Short task
Produce an exact copy of all the data below, dropping every image.

────────

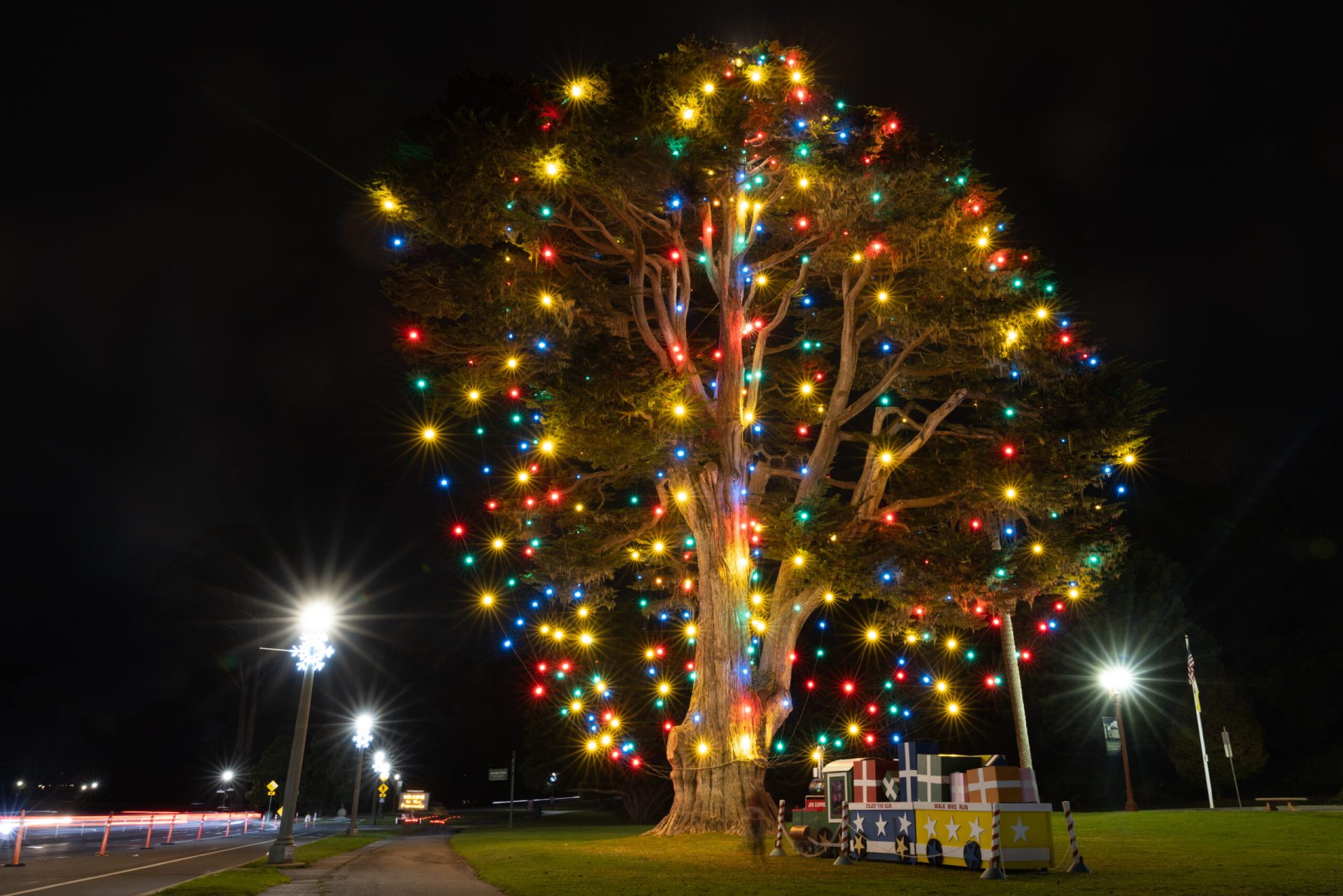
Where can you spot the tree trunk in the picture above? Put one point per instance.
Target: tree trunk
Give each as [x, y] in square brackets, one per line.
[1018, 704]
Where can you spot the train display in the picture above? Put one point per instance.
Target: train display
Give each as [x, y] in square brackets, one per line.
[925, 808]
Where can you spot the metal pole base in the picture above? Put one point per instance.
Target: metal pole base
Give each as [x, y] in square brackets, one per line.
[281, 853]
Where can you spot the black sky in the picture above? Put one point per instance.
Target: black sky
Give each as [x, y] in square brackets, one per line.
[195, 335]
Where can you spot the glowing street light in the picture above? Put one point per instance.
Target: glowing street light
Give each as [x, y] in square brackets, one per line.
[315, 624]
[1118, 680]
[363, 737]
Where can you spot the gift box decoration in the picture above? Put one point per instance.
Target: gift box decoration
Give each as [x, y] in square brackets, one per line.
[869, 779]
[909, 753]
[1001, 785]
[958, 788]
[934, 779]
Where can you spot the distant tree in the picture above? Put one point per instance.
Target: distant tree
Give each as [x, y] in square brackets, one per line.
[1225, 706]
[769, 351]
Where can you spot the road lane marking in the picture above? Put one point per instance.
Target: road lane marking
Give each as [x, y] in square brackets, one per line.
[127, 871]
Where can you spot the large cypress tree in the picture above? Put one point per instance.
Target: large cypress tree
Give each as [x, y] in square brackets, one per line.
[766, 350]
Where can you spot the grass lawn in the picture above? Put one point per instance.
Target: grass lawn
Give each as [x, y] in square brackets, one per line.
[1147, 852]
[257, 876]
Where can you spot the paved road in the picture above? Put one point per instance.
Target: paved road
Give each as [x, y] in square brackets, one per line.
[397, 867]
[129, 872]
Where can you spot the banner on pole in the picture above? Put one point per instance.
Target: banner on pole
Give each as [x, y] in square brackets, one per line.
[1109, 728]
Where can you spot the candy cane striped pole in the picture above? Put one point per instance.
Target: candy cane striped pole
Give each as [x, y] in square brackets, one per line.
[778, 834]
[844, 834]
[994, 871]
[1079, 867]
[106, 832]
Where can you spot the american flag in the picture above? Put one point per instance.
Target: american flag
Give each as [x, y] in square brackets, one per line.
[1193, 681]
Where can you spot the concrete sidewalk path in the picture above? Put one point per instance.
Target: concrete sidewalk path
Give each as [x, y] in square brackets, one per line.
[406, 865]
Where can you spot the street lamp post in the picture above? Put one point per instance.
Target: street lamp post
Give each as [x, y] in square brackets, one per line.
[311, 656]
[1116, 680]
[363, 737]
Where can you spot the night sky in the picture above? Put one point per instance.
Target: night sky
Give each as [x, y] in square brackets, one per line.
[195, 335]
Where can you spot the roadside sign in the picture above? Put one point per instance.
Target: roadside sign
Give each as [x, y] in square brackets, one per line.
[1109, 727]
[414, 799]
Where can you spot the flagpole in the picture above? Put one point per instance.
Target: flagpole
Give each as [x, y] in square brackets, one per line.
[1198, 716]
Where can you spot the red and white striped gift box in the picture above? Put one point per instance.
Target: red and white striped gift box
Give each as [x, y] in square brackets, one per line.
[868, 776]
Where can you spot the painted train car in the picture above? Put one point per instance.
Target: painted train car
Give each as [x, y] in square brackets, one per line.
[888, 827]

────────

Correct response
Where can you spot the tree trunk in the picture above? Put one point per instance.
Target: tree trunk
Give each as [x, y] in square brackets, one per line.
[1018, 704]
Where can you spot the train display in the picture above? Put one point per instance.
Target: train display
Give each as [x, y] in square brackets, one per line.
[925, 808]
Where can you spot the metal pole base in the picture above? Put one point per instance.
Target: metal pole base
Give each as [x, y] in square brackets, one per line.
[281, 853]
Where can you spot the black sky in the picture above? Put one point per instance.
Target: black sky
Give each as [x, y] in square brackets, one per line.
[195, 335]
Where can you spot the glowing street light in the picture above? Put one point per instance.
Target: glowing street light
Give each as [x, y] in square brackets, one per line.
[315, 624]
[1118, 680]
[363, 737]
Where can you spot the gift box decoration in the picture above? Put one point per instance.
Target: gift box decoration
Give each as [x, y] in square brackets, one per line.
[869, 779]
[909, 753]
[1001, 785]
[958, 788]
[934, 779]
Where can you spot the distant tree in the picture above? Put one point per instance.
Target: distant tree
Give each as [x, y] in square brackets, one per line.
[1225, 706]
[769, 351]
Where can you spot the road lane marking in the picture above? Put one point per instance.
Target: road lane marking
Give each as [x, y] in square brackets, one per line.
[127, 871]
Where can you spot the large cypress tree in the picture above? Put one point per instance.
Target: large cypress tree
Give each as [x, y] in square brackets, one per line.
[766, 350]
Where can you spot the grass lawn in the picture above? Put one point per instance.
Target: grass lawn
Give each as [x, y] in square brackets, one per line.
[1147, 852]
[257, 876]
Where can you spot the paved road in the picture above? Put one point per instance.
Target: paved road
Give each as [x, y] in square brackets, one per line.
[397, 867]
[129, 872]
Where can you spot the banner on pole in the picture above? Put one point per instance.
Target: banner on pole
Give each as [x, y] in square brackets, one per line.
[1109, 728]
Where can you spot the candy cane striped pole in the picture above? Put one point per instance.
Target: candy cane striped pole
Give each as [x, y] in square brackets, one per line.
[778, 834]
[844, 834]
[994, 871]
[1079, 867]
[106, 832]
Where can you spot the american flag in the picture above? Put one point per instance.
Target: american flag
Give each as [x, y] in square brackets, one per line.
[1193, 681]
Where can you spot the concrete sidewalk path in the picture above? Put one point per instance.
Target: concrete sidewalk path
Give each as [x, y] in square brackets, one per line.
[406, 865]
Where can you spot the street lamp post in the picture above? Put one point per instance.
Target: street lamp post
Give each as [x, y] in square brackets, one per line.
[311, 656]
[1116, 680]
[363, 737]
Where can you spot the night sky in the picture above? Put one point per instance.
Target: night sky
Give each as [x, y] in square brackets, one per line.
[195, 335]
Where can you spot the roadside sign in the picture above? Put one point per instance.
Target: roadside sign
Give each as [x, y] in square brackets, one per line.
[1109, 727]
[414, 799]
Where can you spot the flagpole in the picture above? Put one point per instance.
Target: flagpole
Give each as [x, y] in square brackets, one per line.
[1198, 716]
Where can you spot the red and white striped gift box in the picture above? Put one point per instance.
Target: red and white striped gift box
Give each as [x, y] in square brackets, one per line.
[868, 776]
Where can you spot the painted train car in the picture above? Put one point per instance.
Target: painted train car
Give each as [x, y] in square brackets, one per line.
[888, 827]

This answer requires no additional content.